• BACAAN:
Penelitian ini melalui dua tahapan. (1) peneliti mendiskripsikan potret proses formulasi kebijakan DOB selama ini; Institusi dan kualitas proses. Peneliti melakukan participant observation, wawancara dengan anggota Komisi II dan pejabat pemerintahan. Descriptive research dimaksudkan untuk mengeksplorasi dan klarifikasi pentingnya democratic governance bagi proses kebijakan pembentukan DOB.(2) membangun model proses formulasi kebijakan pembentukan DOB. Peneliti melakukan pengumpulan data primer dengan mewawancara sekitar 40 (empat puluh) orang informan; melakukan Focus Group Discussion dan seminar. Untuk data sekunder dianalisis berbagai jenis referensi sebagai strategi untuk memperoleh gambaran yang utuh dan menyeluruh tentang proses formulasi kebijakan pembentukan DOB dalam perspektif democratic governance. Hasil penelitian ini diharapkan obyektif, terstruktur, mendalam, faktual dan bermanfaat bagi ilmu pengetahuan.
Hasil penelitian tahap pertama dan kedua disampaikan sebagai berikut: Secara praktis proses formulasi kebijakan merupakan tahapan penting dan strategis dalam proses kebijakan secara keseluruhan. DPR dan Pemerintah berperan penting dalam proses ini, yang akhirnya menghasilkan kebijakan pembentukan DOB.

Materi identifikasi posisi:

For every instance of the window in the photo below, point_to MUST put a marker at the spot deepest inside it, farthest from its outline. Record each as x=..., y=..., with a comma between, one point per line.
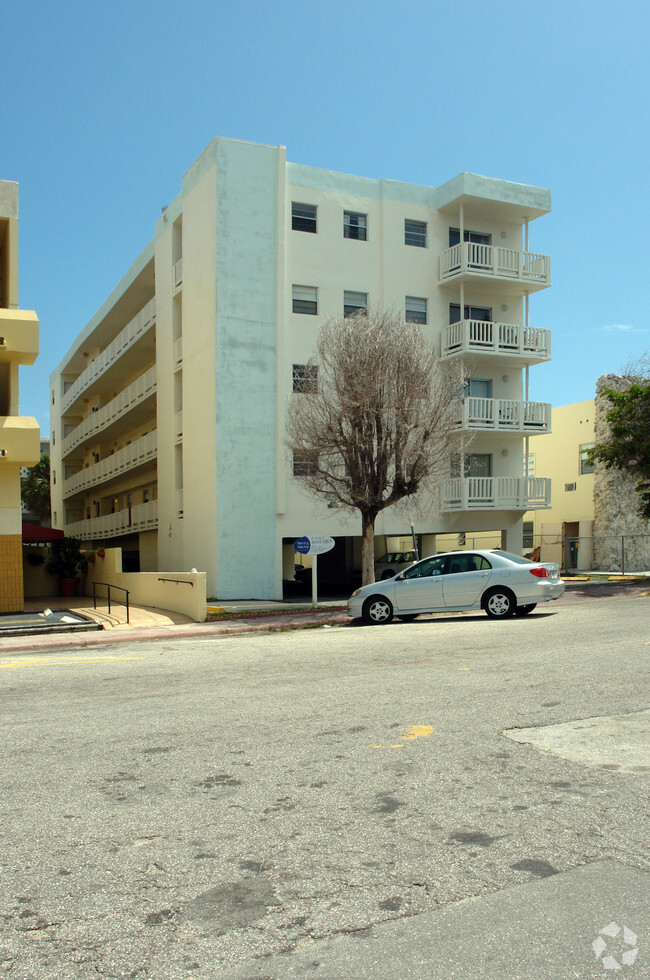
x=354, y=302
x=474, y=465
x=468, y=236
x=585, y=465
x=303, y=217
x=305, y=299
x=305, y=377
x=471, y=313
x=416, y=310
x=528, y=540
x=478, y=388
x=415, y=233
x=304, y=464
x=355, y=225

• SOAL LATIHAN:
(1) Jawablah pertanyaan berikut berdasarkan bacaan tentang penelitian kebijakan pembentukan DOB.
(a) Dengan siapa peneliti melakukan wawancara pada tahap pertama?
(b) Berapa orang informan yang diwawancarai untuk pengumpulan data primer pada tahap kedua?
(c) Pihak mana saja yang berperan penting dalam proses formulasi kebijakan?
(2) Ketik ulang bagian bacaan tentang penelitian kebijakan pembentukan DOB yang diawali dengan kata-kata "Hasil penelitian tahap" dan diakhiri dengan "menghasilkan kebijakan pembentukan DOB.".
(3) Teruskan bacaan tentang penelitian kebijakan pembentukan DOB, mulai setelah kalimat terakhirnya.
Materi tersebut diambil dari sumber yang berbeda dengan bacaan.

• JAWABAN PER TUGAS:
(1)
(a) Dengan anggota Komisi II dan pejabat pemerintahan.
(b) Sekitar 40 (empat puluh) orang informan.
(c) DPR dan Pemerintah.

(2)
Hasil penelitian tahap pertama dan kedua disampaikan sebagai berikut: Secara praktis proses formulasi kebijakan merupakan tahapan penting dan strategis dalam proses kebijakan secara keseluruhan. DPR dan Pemerintah berperan penting dalam proses ini, yang akhirnya menghasilkan kebijakan pembentukan DOB.

(3)
1) Mengenai Faktor-faktor pendorong usulan pembentukan DOB pada umumnya terkait masalah Administrasi dan Finansial, mengingat luasnya wilayah, penduduk yang menyebar, ketertinggalan pembangunan dan infrastruktur, masalah financial ini merupakan faktor yang cukup signifikan dan menentukan bagi DOB untuk survive. Umumnya daerah mengandalkan transfer dana dari pusat dan daerah merasa memiliki kekayaan alam yang cukup. Political: inisiatif usulan pembentukan DOB tidak hanya dari masyarakat, tetapi juga dari elit yang lebih cenderung kepada tujuan bagi kepentingan politik.
2) Faktor-faktor yang mempengaruhi penerapan democratic governance adalah:
(a) Kepentingan Eksistensi Politik di Daerah; (b) Lemahnya penegakan hukum; (c)Kontrol yang Lemah; (d) Dorongan masyarakat; (e) Peran Kepemimpinan.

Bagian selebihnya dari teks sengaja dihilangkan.